• WORK REQUEST: Copy the data below exactly.

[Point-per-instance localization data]
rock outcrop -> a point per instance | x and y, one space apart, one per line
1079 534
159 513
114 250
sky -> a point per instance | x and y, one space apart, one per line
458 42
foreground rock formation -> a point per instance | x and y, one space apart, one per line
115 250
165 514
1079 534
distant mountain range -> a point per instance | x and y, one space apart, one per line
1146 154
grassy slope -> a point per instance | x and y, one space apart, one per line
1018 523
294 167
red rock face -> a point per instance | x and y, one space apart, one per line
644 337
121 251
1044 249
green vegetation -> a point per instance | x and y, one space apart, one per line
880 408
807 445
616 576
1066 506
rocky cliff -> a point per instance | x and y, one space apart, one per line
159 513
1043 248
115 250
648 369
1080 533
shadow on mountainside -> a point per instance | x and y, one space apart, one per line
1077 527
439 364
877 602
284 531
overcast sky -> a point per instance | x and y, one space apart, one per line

• SOLUTION TO THIS PROBLEM:
rock outcrop -> a point per instance | x and y, one space apart, one per line
1079 534
159 513
114 250
sky -> a point per instance | x and y, one space apart, one per line
458 42
foreground rock formation -> a point per instance | x and y, one space apart, one per line
115 250
165 514
1079 534
distant mountain range -> a point per instance | x and y, one space apart, one per line
1146 154
grassy slope -> a point per instance | x and y, one space apart, one per line
1018 523
294 167
red rock face -> a point per instance | x and y, one space apart, one per line
644 337
121 251
1044 249
green vegetation -> a point per instance | x and y, one space apart, one per line
880 408
807 445
616 576
1066 506
rocky cliff -> a point per instance | x and y, one space apart, one per line
159 513
1043 248
115 250
648 369
1080 533
shadow on mountainside -> a point per instance | x and y, one space apart, one per line
1077 527
439 364
877 602
284 531
overcast sky -> a point per instance | x and y, one space apart, one per line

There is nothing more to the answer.